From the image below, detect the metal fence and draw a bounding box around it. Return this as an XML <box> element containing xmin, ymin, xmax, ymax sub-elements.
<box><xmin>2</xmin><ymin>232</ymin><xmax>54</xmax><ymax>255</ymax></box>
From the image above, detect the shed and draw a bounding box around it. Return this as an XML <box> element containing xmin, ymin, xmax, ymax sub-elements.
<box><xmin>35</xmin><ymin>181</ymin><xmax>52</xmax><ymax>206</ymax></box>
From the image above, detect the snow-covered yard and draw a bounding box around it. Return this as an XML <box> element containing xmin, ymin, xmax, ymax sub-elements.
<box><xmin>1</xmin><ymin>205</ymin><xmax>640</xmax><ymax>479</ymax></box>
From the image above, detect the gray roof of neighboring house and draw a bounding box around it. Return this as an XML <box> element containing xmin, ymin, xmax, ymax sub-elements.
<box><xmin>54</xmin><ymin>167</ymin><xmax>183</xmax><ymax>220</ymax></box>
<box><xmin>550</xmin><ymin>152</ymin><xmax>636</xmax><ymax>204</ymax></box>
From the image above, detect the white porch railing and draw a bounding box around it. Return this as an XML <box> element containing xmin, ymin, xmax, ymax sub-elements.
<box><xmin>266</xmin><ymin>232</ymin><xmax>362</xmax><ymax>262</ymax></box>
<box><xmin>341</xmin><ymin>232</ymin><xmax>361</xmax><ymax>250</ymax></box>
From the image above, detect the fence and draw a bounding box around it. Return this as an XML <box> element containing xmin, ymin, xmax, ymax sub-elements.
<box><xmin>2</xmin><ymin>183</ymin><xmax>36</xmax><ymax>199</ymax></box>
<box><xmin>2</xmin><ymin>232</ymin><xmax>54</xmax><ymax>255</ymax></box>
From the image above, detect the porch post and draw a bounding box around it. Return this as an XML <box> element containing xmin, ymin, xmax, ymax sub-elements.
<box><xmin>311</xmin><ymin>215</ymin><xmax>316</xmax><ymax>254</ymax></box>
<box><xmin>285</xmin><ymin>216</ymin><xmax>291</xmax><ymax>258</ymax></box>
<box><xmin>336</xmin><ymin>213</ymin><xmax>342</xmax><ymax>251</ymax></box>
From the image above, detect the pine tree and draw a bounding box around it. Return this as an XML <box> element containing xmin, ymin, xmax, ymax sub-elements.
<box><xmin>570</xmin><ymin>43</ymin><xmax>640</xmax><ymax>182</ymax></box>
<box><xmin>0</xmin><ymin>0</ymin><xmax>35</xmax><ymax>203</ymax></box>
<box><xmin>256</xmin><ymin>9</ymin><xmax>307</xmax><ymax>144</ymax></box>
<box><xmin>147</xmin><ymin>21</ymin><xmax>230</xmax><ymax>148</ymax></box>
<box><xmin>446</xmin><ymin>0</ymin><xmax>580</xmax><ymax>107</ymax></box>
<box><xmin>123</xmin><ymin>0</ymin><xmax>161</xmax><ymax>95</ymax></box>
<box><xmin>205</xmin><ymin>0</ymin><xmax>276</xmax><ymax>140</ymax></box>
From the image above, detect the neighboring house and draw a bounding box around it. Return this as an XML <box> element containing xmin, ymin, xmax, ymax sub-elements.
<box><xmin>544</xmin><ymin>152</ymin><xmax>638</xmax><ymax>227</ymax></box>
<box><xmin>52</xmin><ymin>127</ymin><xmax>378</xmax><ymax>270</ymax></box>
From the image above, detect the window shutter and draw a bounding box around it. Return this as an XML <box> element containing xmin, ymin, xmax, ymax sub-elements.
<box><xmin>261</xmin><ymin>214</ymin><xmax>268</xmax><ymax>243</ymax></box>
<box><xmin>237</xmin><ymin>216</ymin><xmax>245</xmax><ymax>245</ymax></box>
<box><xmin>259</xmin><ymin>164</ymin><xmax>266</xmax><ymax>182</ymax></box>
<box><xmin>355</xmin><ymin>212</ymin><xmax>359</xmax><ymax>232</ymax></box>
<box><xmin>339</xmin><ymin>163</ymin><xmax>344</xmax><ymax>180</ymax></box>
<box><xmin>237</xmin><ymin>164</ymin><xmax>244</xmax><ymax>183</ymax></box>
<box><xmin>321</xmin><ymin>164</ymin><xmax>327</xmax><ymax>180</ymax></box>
- - -
**WHAT TO WORK ON:**
Each entry must appear again in the answer exactly as written.

**OUTPUT OF THE TASK:**
From the image below, detect the metal fence and draw a bounding box around it. Return this as an XML <box> element containing xmin, ymin, xmax, ymax sub-elements.
<box><xmin>2</xmin><ymin>232</ymin><xmax>54</xmax><ymax>255</ymax></box>
From the image above, detect the shed and draw a bounding box around it. Return this as an XML <box> element containing xmin, ymin, xmax, ymax sub-elements.
<box><xmin>35</xmin><ymin>181</ymin><xmax>52</xmax><ymax>206</ymax></box>
From the image above, detect the snow-covered yard and draw a bounding box around it. Return this as an XML <box> element containing xmin, ymin, xmax, ymax sub-elements.
<box><xmin>1</xmin><ymin>205</ymin><xmax>640</xmax><ymax>479</ymax></box>
From the image above, detect the gray roof of neighboring house and draw a bounding box around it. Return this as an XML <box> element containing xmin, ymin, xmax, ymax sub-elements.
<box><xmin>54</xmin><ymin>167</ymin><xmax>183</xmax><ymax>220</ymax></box>
<box><xmin>550</xmin><ymin>152</ymin><xmax>636</xmax><ymax>204</ymax></box>
From the image above, detect the white porch railing and draw a bounding box around it. Return this as an XML <box> element containing xmin, ymin, xmax, ymax sub-elements.
<box><xmin>266</xmin><ymin>232</ymin><xmax>362</xmax><ymax>262</ymax></box>
<box><xmin>341</xmin><ymin>232</ymin><xmax>361</xmax><ymax>250</ymax></box>
From the image above, detect the fence and draw a bounding box around it. Return this as an XML <box> element containing xmin, ymin, xmax, ymax sub-elements.
<box><xmin>2</xmin><ymin>183</ymin><xmax>36</xmax><ymax>199</ymax></box>
<box><xmin>2</xmin><ymin>232</ymin><xmax>54</xmax><ymax>255</ymax></box>
From the image above, detect the porch post and draw a bounding box around it. Return this as an XML <box> element containing xmin, ymin, xmax, ymax sub-elements.
<box><xmin>311</xmin><ymin>215</ymin><xmax>316</xmax><ymax>254</ymax></box>
<box><xmin>285</xmin><ymin>216</ymin><xmax>291</xmax><ymax>258</ymax></box>
<box><xmin>336</xmin><ymin>213</ymin><xmax>342</xmax><ymax>251</ymax></box>
From the image above, detect the pine tree and draw a bounding box around it. Return this as an XML <box> element containing xmin, ymin, xmax, ymax sub-elements.
<box><xmin>570</xmin><ymin>43</ymin><xmax>640</xmax><ymax>182</ymax></box>
<box><xmin>0</xmin><ymin>0</ymin><xmax>35</xmax><ymax>203</ymax></box>
<box><xmin>256</xmin><ymin>9</ymin><xmax>307</xmax><ymax>144</ymax></box>
<box><xmin>147</xmin><ymin>21</ymin><xmax>230</xmax><ymax>148</ymax></box>
<box><xmin>446</xmin><ymin>0</ymin><xmax>580</xmax><ymax>107</ymax></box>
<box><xmin>123</xmin><ymin>0</ymin><xmax>161</xmax><ymax>95</ymax></box>
<box><xmin>205</xmin><ymin>0</ymin><xmax>276</xmax><ymax>140</ymax></box>
From the image above, detect the neighboring house and draw a bounding box around it. Return this as an XML <box> element containing xmin, ymin, xmax, ymax sub-elements.
<box><xmin>544</xmin><ymin>152</ymin><xmax>638</xmax><ymax>227</ymax></box>
<box><xmin>52</xmin><ymin>127</ymin><xmax>378</xmax><ymax>270</ymax></box>
From the image above, detect the window shutter and draw a bounding box around it. Return this as an XML <box> element containing xmin, ymin, xmax, ymax sub-elements.
<box><xmin>261</xmin><ymin>214</ymin><xmax>268</xmax><ymax>243</ymax></box>
<box><xmin>237</xmin><ymin>216</ymin><xmax>245</xmax><ymax>245</ymax></box>
<box><xmin>259</xmin><ymin>164</ymin><xmax>266</xmax><ymax>182</ymax></box>
<box><xmin>355</xmin><ymin>212</ymin><xmax>359</xmax><ymax>232</ymax></box>
<box><xmin>339</xmin><ymin>163</ymin><xmax>344</xmax><ymax>180</ymax></box>
<box><xmin>237</xmin><ymin>164</ymin><xmax>244</xmax><ymax>183</ymax></box>
<box><xmin>321</xmin><ymin>164</ymin><xmax>327</xmax><ymax>180</ymax></box>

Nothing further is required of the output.